## BEGIN ENTRIES SUPPLIED

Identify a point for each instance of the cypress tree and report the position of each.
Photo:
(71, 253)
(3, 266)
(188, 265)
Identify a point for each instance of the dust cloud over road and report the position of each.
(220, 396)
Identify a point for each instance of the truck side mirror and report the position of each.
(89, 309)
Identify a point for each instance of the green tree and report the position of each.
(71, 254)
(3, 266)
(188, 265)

## END ENTRIES SUPPLIED
## BEGIN ENTRIES SUPPLIED

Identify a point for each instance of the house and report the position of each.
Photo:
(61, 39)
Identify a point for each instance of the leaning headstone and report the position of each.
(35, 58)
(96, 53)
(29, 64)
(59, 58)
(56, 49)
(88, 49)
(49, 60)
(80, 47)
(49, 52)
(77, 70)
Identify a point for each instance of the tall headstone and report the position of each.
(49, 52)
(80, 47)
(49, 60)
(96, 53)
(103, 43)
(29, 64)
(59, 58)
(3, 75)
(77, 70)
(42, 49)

## END ENTRIES SUPPLIED
## BEGIN ENTRIES SUPPLIED

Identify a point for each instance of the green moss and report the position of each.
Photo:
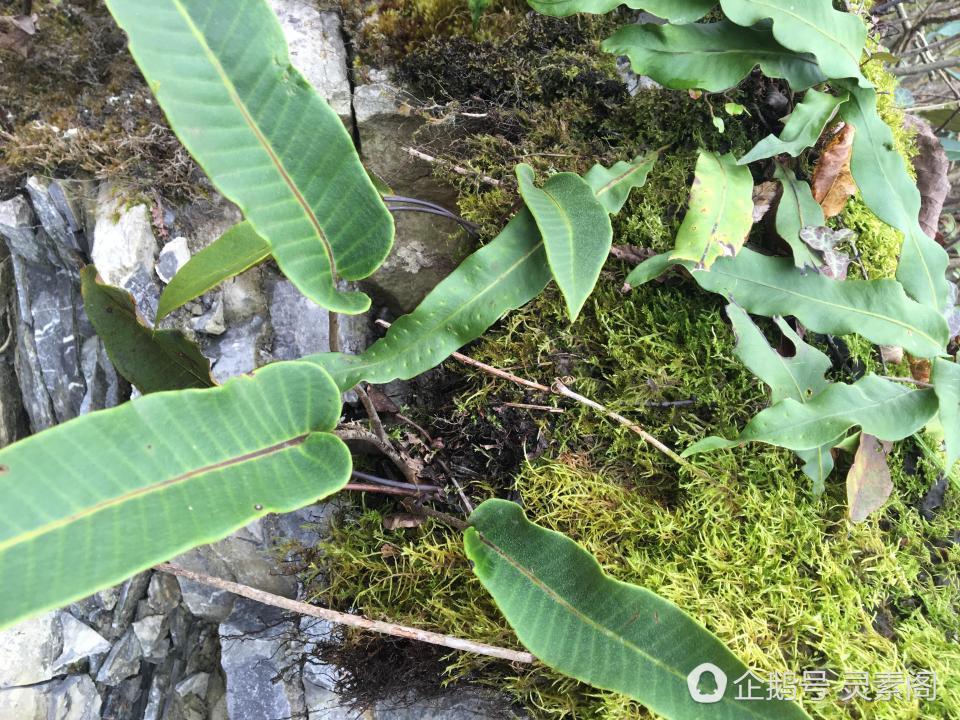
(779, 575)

## END ENTRIES SUPPLIED

State how many lines in the records above contain the word "tree". Give only the number.

* [RESPONSE TO THE TASK]: 2